## Passage provided:
<<<<

In view of the many instances in which bombardment and drastic measures have been employed, it is hard to deny that there is a presumption of legality in their favor. Nevertheless, such brutality seems to be in conflict with the humanitarian principles which govern all nations in their relations with one another. A French work on the law of nations expressed the opinion that it will rarely be found that a nation capable of profiting from such lessons will incur the risk of receiving them. (See Funk-Brentano et Sorel: Droit des Gens, p. 229-230.)

>>>>

## Task:
Reproduce the passage on bombardment, beginning at the words "In view of the" and stopping after "Gens, p. 229-230.)", and switch "brutality" to "cruelty". The rows were drawn from a separate source.

[Dataset rows showing where objects appear]
<<<<

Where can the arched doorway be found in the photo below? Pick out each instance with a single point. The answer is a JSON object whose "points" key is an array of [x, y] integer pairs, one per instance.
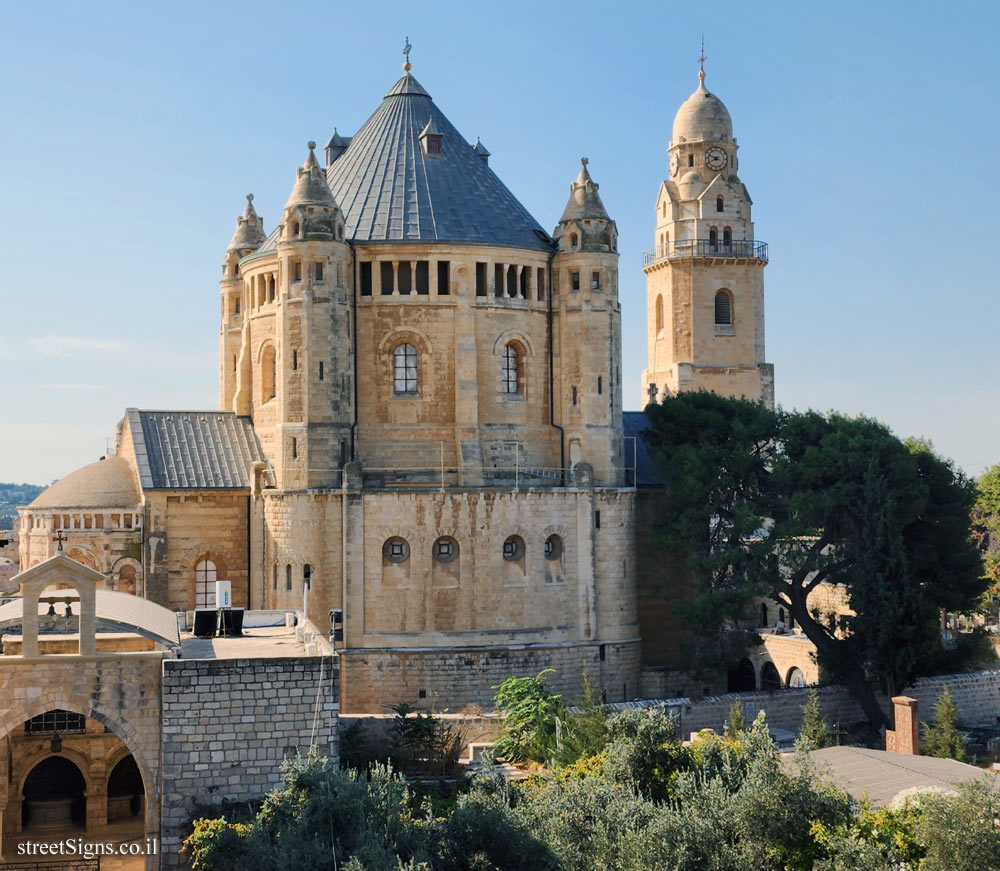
{"points": [[743, 678], [770, 680], [125, 791], [54, 796]]}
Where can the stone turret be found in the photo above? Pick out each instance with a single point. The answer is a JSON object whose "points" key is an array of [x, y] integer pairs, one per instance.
{"points": [[587, 327]]}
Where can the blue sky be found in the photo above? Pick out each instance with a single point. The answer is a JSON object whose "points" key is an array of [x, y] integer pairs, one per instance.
{"points": [[868, 138]]}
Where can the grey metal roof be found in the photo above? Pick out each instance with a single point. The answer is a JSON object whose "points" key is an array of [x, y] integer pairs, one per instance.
{"points": [[389, 190], [648, 473], [880, 776], [193, 450]]}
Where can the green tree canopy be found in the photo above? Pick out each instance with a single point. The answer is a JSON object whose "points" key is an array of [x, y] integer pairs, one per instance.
{"points": [[773, 503]]}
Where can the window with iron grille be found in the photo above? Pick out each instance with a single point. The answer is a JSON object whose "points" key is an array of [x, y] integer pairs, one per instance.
{"points": [[55, 721], [404, 370], [511, 384]]}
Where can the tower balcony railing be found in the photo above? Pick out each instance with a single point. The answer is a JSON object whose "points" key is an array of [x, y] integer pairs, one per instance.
{"points": [[742, 249]]}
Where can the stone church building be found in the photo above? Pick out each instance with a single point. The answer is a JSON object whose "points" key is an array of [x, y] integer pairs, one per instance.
{"points": [[420, 417]]}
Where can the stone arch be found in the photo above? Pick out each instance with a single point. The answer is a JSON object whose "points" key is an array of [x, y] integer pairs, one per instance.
{"points": [[79, 701], [508, 336]]}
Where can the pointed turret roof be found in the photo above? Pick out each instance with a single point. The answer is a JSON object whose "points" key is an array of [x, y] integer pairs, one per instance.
{"points": [[311, 188], [584, 200], [249, 229], [390, 190]]}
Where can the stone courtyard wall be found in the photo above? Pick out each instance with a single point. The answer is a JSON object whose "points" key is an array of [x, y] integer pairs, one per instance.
{"points": [[228, 725], [977, 696]]}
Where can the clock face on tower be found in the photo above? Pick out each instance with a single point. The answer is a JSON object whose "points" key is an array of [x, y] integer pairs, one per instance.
{"points": [[716, 158]]}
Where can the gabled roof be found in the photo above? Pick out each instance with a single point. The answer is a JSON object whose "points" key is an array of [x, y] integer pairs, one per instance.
{"points": [[647, 470], [193, 450], [390, 191]]}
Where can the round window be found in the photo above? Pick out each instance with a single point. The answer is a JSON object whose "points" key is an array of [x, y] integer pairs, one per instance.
{"points": [[513, 548], [396, 550], [445, 549], [553, 547]]}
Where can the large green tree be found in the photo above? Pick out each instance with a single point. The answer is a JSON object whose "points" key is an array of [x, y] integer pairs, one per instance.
{"points": [[762, 502]]}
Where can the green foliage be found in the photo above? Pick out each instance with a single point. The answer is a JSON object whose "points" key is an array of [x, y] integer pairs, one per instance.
{"points": [[814, 733], [962, 832], [941, 737], [539, 726], [769, 503]]}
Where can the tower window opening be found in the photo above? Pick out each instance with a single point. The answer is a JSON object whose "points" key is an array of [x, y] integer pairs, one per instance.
{"points": [[404, 370], [511, 373], [422, 277], [723, 308], [405, 277], [386, 277]]}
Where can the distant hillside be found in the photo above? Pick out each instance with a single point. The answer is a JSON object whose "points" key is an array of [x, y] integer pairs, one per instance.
{"points": [[12, 495]]}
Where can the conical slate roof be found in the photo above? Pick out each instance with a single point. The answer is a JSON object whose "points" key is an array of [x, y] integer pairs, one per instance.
{"points": [[390, 190]]}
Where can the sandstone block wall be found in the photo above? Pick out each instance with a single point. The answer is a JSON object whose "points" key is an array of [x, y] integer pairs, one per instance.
{"points": [[229, 724]]}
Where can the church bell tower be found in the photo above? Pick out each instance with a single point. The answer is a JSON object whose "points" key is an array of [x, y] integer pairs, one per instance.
{"points": [[705, 273]]}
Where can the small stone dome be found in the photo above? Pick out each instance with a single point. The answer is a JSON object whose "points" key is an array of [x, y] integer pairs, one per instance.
{"points": [[108, 483], [703, 116]]}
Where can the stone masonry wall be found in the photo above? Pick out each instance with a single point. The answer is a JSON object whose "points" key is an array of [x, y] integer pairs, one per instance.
{"points": [[977, 696], [229, 724]]}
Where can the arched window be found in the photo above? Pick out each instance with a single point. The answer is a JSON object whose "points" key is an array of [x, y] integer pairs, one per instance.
{"points": [[511, 373], [795, 678], [553, 548], [445, 549], [205, 576], [268, 373], [513, 549], [396, 550], [404, 370], [723, 308]]}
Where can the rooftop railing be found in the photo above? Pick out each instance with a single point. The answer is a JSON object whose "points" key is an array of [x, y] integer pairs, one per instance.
{"points": [[743, 249]]}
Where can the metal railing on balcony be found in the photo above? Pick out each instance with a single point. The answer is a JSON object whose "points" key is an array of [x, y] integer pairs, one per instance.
{"points": [[742, 249]]}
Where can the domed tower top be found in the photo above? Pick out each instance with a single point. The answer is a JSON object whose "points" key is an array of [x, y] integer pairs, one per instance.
{"points": [[249, 235], [702, 116], [584, 200], [311, 188]]}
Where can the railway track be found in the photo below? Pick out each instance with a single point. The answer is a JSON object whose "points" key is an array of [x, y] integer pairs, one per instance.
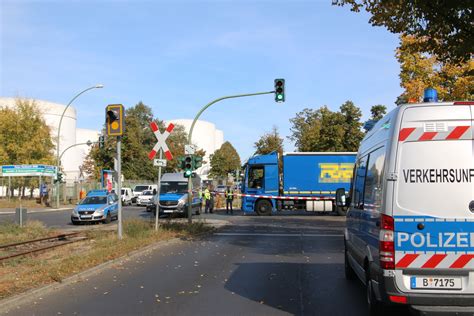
{"points": [[36, 245]]}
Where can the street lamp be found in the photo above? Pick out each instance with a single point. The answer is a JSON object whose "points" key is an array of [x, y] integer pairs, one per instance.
{"points": [[97, 86]]}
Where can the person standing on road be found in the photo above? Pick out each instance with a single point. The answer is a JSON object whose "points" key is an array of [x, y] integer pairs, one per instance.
{"points": [[229, 198], [207, 200]]}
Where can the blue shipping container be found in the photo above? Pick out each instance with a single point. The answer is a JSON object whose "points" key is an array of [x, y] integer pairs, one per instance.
{"points": [[307, 174]]}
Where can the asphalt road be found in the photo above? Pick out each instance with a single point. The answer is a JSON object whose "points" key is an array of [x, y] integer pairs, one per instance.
{"points": [[278, 265]]}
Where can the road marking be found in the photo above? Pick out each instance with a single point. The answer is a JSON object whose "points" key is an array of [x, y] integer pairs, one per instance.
{"points": [[278, 235]]}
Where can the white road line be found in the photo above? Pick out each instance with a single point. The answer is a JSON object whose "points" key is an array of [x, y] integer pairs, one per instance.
{"points": [[278, 235]]}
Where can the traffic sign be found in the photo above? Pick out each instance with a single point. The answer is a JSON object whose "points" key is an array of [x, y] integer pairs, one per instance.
{"points": [[161, 141], [159, 162], [189, 149]]}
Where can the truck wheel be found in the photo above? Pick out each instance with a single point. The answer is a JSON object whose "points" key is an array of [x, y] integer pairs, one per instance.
{"points": [[264, 208]]}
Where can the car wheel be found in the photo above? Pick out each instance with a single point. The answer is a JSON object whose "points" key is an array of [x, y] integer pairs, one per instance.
{"points": [[348, 271], [108, 219], [264, 208]]}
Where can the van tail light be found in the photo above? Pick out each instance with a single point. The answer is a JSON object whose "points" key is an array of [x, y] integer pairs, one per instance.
{"points": [[386, 243]]}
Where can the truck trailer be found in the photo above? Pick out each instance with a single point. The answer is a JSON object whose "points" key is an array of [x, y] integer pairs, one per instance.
{"points": [[298, 181]]}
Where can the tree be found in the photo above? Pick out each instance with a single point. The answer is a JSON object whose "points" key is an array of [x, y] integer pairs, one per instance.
{"points": [[352, 126], [377, 112], [269, 142], [420, 71], [224, 160], [325, 130], [445, 24], [25, 138]]}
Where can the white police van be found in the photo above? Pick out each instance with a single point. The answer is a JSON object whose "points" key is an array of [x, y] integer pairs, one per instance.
{"points": [[410, 219]]}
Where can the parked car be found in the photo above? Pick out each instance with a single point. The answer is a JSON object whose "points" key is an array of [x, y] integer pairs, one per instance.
{"points": [[138, 190], [97, 206], [127, 196], [145, 198], [174, 195]]}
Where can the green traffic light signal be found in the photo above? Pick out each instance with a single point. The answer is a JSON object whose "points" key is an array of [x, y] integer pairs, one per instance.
{"points": [[197, 162], [280, 90], [188, 166]]}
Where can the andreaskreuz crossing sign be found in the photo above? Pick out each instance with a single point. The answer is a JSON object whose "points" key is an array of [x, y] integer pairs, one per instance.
{"points": [[161, 141]]}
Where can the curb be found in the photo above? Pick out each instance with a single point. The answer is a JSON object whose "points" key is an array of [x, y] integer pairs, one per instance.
{"points": [[31, 211], [7, 304]]}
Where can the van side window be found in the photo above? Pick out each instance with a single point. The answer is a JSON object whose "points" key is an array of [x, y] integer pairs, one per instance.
{"points": [[359, 183], [373, 181]]}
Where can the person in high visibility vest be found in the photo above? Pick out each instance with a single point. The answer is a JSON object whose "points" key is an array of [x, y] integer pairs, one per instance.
{"points": [[207, 200], [229, 198]]}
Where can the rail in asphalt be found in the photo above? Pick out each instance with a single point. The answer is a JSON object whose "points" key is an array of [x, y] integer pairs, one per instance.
{"points": [[278, 235]]}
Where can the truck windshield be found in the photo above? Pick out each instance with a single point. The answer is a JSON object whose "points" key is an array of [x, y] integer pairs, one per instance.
{"points": [[94, 200], [174, 187], [255, 180]]}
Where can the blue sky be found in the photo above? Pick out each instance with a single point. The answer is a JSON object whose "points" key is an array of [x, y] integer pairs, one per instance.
{"points": [[176, 56]]}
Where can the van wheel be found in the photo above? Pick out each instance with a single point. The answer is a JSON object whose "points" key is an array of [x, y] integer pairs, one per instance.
{"points": [[108, 219], [264, 208], [341, 211], [374, 306], [348, 271]]}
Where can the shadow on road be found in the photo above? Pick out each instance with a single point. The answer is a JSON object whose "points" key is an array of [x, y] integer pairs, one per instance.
{"points": [[301, 289]]}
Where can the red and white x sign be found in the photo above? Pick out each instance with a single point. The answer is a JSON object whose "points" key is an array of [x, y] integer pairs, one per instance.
{"points": [[161, 141]]}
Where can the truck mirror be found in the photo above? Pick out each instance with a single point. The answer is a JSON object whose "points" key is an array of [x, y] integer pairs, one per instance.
{"points": [[341, 200]]}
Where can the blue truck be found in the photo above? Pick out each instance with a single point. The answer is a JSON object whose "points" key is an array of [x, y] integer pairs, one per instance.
{"points": [[298, 181]]}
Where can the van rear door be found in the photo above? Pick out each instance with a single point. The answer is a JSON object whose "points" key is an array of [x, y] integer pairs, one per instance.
{"points": [[434, 200]]}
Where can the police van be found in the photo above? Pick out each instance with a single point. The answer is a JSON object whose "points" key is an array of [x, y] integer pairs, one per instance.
{"points": [[410, 219]]}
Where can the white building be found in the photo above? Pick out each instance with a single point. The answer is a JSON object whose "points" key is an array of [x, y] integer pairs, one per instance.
{"points": [[206, 136], [70, 135]]}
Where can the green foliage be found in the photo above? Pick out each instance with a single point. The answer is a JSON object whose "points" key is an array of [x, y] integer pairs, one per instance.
{"points": [[324, 130], [377, 112], [420, 71], [137, 141], [445, 24], [24, 136], [269, 142], [224, 160]]}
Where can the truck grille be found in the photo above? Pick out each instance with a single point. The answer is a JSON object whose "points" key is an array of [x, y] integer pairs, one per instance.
{"points": [[168, 203]]}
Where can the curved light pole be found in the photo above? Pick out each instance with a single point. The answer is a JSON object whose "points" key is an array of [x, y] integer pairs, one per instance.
{"points": [[97, 86]]}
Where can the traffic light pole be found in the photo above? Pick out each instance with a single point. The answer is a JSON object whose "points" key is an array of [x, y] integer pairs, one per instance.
{"points": [[190, 184], [119, 185], [158, 192]]}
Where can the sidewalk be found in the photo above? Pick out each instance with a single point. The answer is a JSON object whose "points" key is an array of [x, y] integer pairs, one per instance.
{"points": [[11, 210]]}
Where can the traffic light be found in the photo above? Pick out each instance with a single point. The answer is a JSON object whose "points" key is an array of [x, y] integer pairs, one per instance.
{"points": [[280, 90], [59, 178], [115, 119], [188, 166], [101, 141], [197, 161]]}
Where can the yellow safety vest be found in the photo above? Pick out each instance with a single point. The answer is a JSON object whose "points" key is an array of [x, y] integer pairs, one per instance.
{"points": [[207, 194]]}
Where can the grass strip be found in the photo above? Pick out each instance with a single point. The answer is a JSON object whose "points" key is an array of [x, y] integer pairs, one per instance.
{"points": [[21, 274]]}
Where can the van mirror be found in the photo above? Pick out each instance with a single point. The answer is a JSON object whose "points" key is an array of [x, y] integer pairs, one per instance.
{"points": [[341, 199]]}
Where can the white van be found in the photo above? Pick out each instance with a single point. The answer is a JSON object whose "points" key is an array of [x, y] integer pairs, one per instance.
{"points": [[410, 219], [139, 188]]}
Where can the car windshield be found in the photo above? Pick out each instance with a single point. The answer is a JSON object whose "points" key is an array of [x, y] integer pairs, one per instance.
{"points": [[173, 187], [140, 188], [94, 200]]}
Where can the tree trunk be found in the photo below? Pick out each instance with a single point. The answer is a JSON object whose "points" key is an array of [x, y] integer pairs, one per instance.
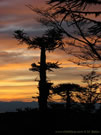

>>>>

## Task solution:
In view of the many instances in which bombardment and drastic measures have been employed, it is hard to deny that there is a presumption of legality in their favor. Nevertheless, such cruelty seems to be in conflict with the humanitarian principles which govern all nations in their relations with one another. A French work on the law of nations expressed the opinion that it will rarely be found that a nation capable of profiting from such lessons will incur the risk of receiving them. (See Funk-Brentano et Sorel: Droit des Gens, p. 229-230.)